## Given data
##############################

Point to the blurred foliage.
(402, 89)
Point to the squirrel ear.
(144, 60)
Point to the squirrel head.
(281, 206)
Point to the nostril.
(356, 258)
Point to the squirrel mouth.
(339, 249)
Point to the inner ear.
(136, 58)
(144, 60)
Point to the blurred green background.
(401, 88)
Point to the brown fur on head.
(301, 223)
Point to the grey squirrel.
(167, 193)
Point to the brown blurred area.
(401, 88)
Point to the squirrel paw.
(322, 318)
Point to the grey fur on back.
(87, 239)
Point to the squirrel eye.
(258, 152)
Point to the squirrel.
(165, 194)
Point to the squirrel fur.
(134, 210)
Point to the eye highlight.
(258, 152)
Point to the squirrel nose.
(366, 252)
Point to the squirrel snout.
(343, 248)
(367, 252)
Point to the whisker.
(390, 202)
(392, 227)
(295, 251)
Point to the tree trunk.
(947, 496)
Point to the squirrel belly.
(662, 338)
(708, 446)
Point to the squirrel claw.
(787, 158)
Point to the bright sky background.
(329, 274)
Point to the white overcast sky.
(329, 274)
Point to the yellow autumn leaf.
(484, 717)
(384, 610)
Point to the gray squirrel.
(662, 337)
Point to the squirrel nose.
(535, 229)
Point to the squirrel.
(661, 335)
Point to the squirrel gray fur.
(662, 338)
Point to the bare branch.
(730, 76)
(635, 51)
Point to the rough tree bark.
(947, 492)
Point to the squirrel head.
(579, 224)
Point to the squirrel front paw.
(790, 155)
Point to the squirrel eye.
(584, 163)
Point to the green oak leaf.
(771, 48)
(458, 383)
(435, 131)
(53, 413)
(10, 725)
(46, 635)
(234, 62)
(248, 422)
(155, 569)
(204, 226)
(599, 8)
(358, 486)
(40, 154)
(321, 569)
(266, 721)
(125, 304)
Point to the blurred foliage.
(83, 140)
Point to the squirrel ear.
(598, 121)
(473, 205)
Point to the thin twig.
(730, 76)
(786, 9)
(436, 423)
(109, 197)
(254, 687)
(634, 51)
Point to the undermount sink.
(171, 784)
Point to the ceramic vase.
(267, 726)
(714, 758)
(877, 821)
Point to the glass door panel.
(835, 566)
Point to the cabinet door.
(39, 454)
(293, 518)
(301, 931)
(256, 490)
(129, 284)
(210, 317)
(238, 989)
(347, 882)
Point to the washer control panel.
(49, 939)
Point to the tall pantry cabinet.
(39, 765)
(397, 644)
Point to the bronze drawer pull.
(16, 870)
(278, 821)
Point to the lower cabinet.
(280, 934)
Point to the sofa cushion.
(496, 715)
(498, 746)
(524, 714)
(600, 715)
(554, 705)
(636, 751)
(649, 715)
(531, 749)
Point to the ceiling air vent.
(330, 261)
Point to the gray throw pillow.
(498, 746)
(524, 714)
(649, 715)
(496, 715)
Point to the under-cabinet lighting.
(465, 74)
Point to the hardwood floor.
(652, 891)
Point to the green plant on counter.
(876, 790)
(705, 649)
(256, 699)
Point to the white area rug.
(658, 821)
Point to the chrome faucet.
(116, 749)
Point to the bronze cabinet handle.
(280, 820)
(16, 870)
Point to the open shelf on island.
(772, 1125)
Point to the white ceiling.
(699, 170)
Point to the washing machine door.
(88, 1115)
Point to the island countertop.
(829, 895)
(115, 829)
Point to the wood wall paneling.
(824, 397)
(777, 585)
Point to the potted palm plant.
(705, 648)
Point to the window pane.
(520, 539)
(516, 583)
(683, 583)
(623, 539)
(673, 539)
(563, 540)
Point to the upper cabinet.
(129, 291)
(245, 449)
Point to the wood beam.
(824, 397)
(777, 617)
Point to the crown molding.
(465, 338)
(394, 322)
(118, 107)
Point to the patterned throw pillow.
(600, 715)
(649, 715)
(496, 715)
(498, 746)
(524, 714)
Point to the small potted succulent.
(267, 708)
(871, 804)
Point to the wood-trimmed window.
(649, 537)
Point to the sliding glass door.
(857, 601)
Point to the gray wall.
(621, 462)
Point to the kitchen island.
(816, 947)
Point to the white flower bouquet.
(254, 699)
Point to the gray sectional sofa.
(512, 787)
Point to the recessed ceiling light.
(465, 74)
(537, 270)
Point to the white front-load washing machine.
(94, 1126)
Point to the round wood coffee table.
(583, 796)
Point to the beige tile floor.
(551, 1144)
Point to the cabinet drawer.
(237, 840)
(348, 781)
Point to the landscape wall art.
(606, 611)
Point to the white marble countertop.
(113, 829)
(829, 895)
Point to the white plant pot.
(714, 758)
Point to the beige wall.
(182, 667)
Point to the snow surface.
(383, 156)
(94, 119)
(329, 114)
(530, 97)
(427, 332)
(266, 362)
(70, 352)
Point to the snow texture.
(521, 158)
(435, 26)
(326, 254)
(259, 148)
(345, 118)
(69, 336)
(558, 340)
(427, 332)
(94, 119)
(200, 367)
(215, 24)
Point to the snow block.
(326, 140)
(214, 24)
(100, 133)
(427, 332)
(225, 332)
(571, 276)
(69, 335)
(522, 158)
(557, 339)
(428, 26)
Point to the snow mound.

##############################

## Assignment
Every record above needs to be restated exactly.

## Task result
Point to the blurred foliage.
(402, 89)
Point to the squirrel ear.
(144, 60)
Point to the squirrel head.
(281, 206)
Point to the nostril.
(356, 258)
Point to the squirrel mouth.
(339, 249)
Point to the inner ear.
(136, 58)
(144, 60)
Point to the blurred green background.
(401, 88)
Point to the brown fur on head.
(301, 223)
Point to the grey squirrel.
(167, 193)
Point to the brown blurred area.
(401, 88)
Point to the squirrel paw.
(322, 318)
Point to the grey fur on back.
(87, 239)
Point to the squirrel eye.
(258, 152)
Point to the squirrel.
(165, 194)
Point to the squirrel fur.
(134, 210)
Point to the eye highlight.
(258, 152)
Point to the squirrel nose.
(366, 252)
Point to the squirrel snout.
(343, 248)
(367, 252)
Point to the whisker.
(390, 202)
(392, 227)
(295, 251)
Point to the tree trunk.
(947, 496)
Point to the squirrel belly.
(662, 338)
(708, 446)
Point to the squirrel claw.
(787, 158)
Point to the bright sky background.
(329, 274)
Point to the white overcast sky.
(329, 274)
Point to the yellow autumn leaf.
(484, 717)
(384, 610)
Point to the gray squirrel.
(662, 337)
Point to the squirrel nose.
(535, 229)
Point to the squirrel.
(661, 335)
Point to the squirrel gray fur.
(662, 338)
Point to the bare branch.
(730, 76)
(635, 51)
Point to the rough tree bark.
(947, 492)
Point to the squirrel head.
(579, 224)
Point to the squirrel front paw.
(790, 155)
Point to the squirrel eye.
(584, 163)
Point to the green oak leaf.
(771, 48)
(458, 383)
(435, 131)
(53, 413)
(10, 725)
(46, 635)
(234, 62)
(248, 422)
(155, 569)
(204, 226)
(599, 8)
(358, 486)
(40, 154)
(321, 569)
(266, 721)
(125, 304)
Point to the blurred foliage.
(83, 140)
Point to the squirrel ear.
(598, 121)
(473, 205)
Point to the thin twig.
(730, 76)
(786, 9)
(436, 423)
(109, 197)
(254, 687)
(634, 51)
Point to the undermount sink.
(171, 784)
Point to the ceramic vase.
(267, 726)
(714, 758)
(877, 821)
Point to the glass door panel.
(835, 566)
Point to the cabinet door.
(39, 454)
(293, 518)
(301, 931)
(256, 490)
(129, 284)
(210, 317)
(238, 989)
(347, 882)
Point to the washer control panel.
(49, 939)
Point to the tall pantry cabinet.
(39, 765)
(397, 644)
Point to the bronze drawer pull.
(16, 870)
(278, 821)
Point to the lower cabinet.
(280, 934)
Point to the sofa cushion.
(496, 715)
(498, 746)
(524, 714)
(600, 715)
(554, 705)
(636, 751)
(649, 715)
(531, 749)
Point to the ceiling air vent.
(330, 261)
Point to the gray throw pillow.
(498, 746)
(524, 714)
(649, 715)
(496, 715)
Point to the under-cabinet lighting.
(465, 74)
Point to the hardwood floor.
(652, 891)
Point to the green plant on counter.
(876, 790)
(705, 649)
(256, 699)
Point to the white area rug.
(658, 821)
Point to the chrome faucet.
(116, 749)
Point to the bronze cabinet handle.
(280, 820)
(16, 870)
Point to the open shelf on island.
(772, 1125)
Point to the white ceiling.
(699, 170)
Point to the washing machine door.
(88, 1115)
Point to the island countertop.
(829, 895)
(115, 829)
Point to the wood wall paneling.
(824, 397)
(777, 585)
Point to the potted palm plant.
(705, 648)
Point to the window pane.
(520, 539)
(516, 583)
(683, 583)
(623, 539)
(673, 539)
(563, 540)
Point to the upper cabinet.
(129, 291)
(245, 449)
Point to the wood beam.
(824, 397)
(777, 617)
Point to the crown molding.
(465, 338)
(394, 322)
(118, 107)
Point to the patterned throw pillow.
(600, 715)
(649, 715)
(496, 715)
(498, 746)
(524, 714)
Point to the small potted succulent.
(267, 708)
(871, 804)
Point to the wood-trimmed window.
(649, 537)
Point to the sliding glass door.
(857, 601)
Point to the gray wall.
(621, 462)
Point to the kitchen island.
(816, 947)
Point to the white flower bouquet.
(254, 699)
Point to the gray sectional sofa.
(512, 787)
Point to the recessed ceiling light.
(465, 74)
(537, 270)
Point to the white front-load washing machine.
(94, 1126)
Point to the round wood coffee table.
(583, 796)
Point to the beige tile floor.
(551, 1144)
Point to the cabinet drawer.
(237, 840)
(348, 781)
Point to the landscape wall art.
(606, 611)
Point to the white marble countertop.
(113, 829)
(829, 895)
Point to the white plant pot.
(714, 758)
Point to the beige wall.
(182, 667)
Point to the snow surface.
(383, 156)
(94, 119)
(329, 114)
(530, 97)
(427, 332)
(266, 362)
(70, 352)
Point to the snow texture.
(521, 158)
(435, 26)
(326, 254)
(259, 148)
(345, 118)
(69, 336)
(558, 340)
(427, 332)
(94, 119)
(200, 367)
(215, 24)
Point to the snow block.
(326, 140)
(214, 24)
(100, 133)
(427, 332)
(225, 332)
(571, 276)
(69, 335)
(522, 158)
(557, 339)
(428, 26)
Point to the snow mound.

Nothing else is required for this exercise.